• _WRITTEN PROBLEM_: Convert the records below, from the line containing "frame? Mark that spot." through the end of the records, into a two-column CSV with the headers request and answer. Each request gets one row, with its text and its answer each in a single quoted field and any line breaks replaced by spaces.

• _MATERIAL_:
+ + + + +
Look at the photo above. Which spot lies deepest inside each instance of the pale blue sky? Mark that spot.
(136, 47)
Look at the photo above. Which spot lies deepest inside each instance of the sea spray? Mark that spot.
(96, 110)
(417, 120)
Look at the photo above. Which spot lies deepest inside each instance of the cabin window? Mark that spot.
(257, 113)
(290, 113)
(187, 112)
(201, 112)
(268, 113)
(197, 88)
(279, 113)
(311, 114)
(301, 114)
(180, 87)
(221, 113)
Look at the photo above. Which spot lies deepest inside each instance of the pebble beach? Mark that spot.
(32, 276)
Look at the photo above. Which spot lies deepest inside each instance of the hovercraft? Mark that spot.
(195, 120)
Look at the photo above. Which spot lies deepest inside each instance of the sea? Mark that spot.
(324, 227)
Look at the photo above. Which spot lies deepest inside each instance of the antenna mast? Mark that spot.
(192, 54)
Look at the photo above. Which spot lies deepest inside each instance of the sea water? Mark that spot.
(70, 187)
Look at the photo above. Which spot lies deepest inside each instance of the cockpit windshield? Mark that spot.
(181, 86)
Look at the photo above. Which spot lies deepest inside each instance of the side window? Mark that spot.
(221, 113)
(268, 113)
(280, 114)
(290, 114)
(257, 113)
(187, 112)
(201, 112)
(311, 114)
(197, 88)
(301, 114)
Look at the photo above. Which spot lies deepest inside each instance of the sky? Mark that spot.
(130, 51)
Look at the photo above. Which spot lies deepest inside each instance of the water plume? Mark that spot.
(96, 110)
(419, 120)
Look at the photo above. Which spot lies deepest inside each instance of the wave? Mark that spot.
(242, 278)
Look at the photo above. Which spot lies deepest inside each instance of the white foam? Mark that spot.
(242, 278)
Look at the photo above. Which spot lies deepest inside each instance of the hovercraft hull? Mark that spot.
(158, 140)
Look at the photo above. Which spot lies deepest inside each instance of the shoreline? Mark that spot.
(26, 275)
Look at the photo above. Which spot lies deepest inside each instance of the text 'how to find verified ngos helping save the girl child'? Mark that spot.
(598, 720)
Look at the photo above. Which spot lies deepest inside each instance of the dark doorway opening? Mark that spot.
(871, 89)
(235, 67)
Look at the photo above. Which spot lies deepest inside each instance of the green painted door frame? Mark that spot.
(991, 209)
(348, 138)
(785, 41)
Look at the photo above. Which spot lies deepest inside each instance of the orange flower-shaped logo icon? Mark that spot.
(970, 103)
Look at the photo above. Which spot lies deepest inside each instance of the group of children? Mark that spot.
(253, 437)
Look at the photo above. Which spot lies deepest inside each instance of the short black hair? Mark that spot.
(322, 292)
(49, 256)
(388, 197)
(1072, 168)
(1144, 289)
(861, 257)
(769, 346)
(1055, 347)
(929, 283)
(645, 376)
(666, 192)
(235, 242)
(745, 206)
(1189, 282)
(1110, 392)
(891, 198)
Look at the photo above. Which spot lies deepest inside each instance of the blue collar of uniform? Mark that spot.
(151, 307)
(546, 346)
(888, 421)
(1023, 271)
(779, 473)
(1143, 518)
+ + + + +
• _OUTPUT OF THE TASK_:
request,answer
"Look at the photo above. Which spot lies deepest inside each instance of the green painted door frame? Mark that spot.","(991, 209) (348, 138) (785, 41)"
"Look at the photo above. Which spot lies deepest inside each instance of the orange flower-shaped logo icon? Mark that spot.","(970, 103)"
"Look at the photo above. Which spot lies deepest inside each instance of the group of children? Mark that spot.","(253, 437)"
"Look at the photo above. Which spot lies deepest inside each instance of the short black hair? Mark that spot.","(322, 292) (49, 256) (388, 197) (1072, 168) (1144, 289) (861, 257) (769, 346) (1055, 347) (929, 283) (645, 376) (666, 192) (235, 242) (745, 206) (1189, 282) (1110, 392) (891, 198)"
"Look at the photo above. Which spot lies deepest inside each instance of the blue collar of uniform? Mark that spot.","(151, 307) (546, 346) (888, 421) (1023, 271) (779, 473) (1143, 518)"